**DATA FOR PROCESSING**
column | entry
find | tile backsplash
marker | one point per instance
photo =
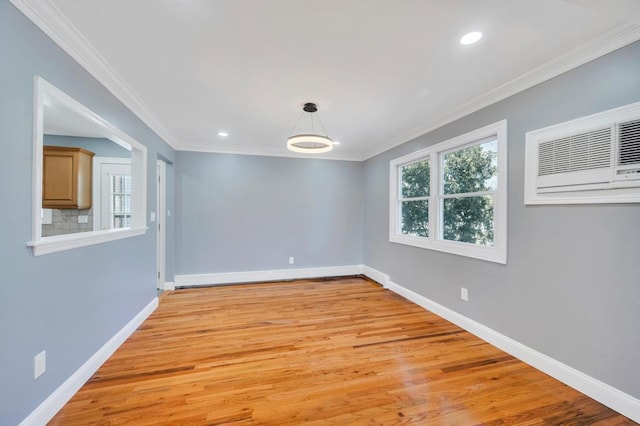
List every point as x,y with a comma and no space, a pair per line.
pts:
65,221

**EXERCISE INSTRUCTIONS**
Could you reproduce the rows above word for word, leaving out the picture?

**EXERCISE RESPONSE**
column | entry
find | tile backsplash
marker | one point per instance
photo =
List every point as x,y with a comma and no space, a pair per line.
pts:
65,221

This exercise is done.